WHAT THE TASK ASKS: Quote the records in full and leave their pictures out.

(Stored data)
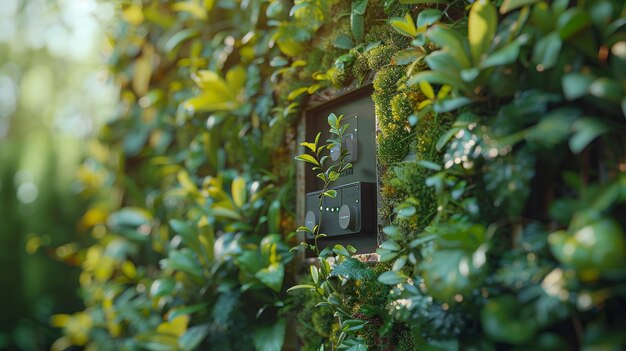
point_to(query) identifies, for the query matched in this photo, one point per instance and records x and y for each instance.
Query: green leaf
(297, 92)
(390, 245)
(332, 120)
(272, 276)
(238, 190)
(186, 310)
(429, 165)
(307, 158)
(301, 286)
(330, 193)
(356, 19)
(510, 5)
(407, 212)
(314, 274)
(386, 255)
(437, 78)
(273, 217)
(399, 263)
(571, 22)
(392, 278)
(178, 38)
(451, 41)
(419, 241)
(424, 1)
(352, 325)
(408, 56)
(607, 88)
(500, 319)
(482, 23)
(428, 17)
(270, 338)
(343, 41)
(586, 129)
(404, 25)
(133, 217)
(505, 55)
(451, 104)
(392, 232)
(341, 250)
(194, 336)
(546, 51)
(576, 85)
(184, 261)
(352, 269)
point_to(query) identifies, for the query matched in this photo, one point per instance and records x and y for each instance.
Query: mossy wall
(501, 152)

ANSWER BOX:
point_to(query) identifies, for the query matched in this photo, one point per instance and records x and y for each instance.
Query: green leaf
(297, 92)
(390, 245)
(332, 120)
(272, 276)
(238, 190)
(186, 310)
(429, 165)
(307, 158)
(301, 286)
(330, 193)
(356, 19)
(510, 5)
(407, 212)
(314, 274)
(386, 255)
(437, 78)
(273, 217)
(399, 263)
(571, 22)
(392, 278)
(178, 38)
(451, 41)
(419, 241)
(424, 1)
(352, 325)
(408, 56)
(607, 88)
(500, 319)
(482, 23)
(428, 17)
(270, 338)
(343, 41)
(586, 129)
(404, 25)
(133, 217)
(505, 55)
(451, 104)
(392, 232)
(341, 250)
(194, 336)
(546, 51)
(576, 85)
(184, 261)
(352, 269)
point_to(query) identifies, for the query matched in this photo, one point per instance and records x and y for each instance.
Query: mossy wall
(501, 152)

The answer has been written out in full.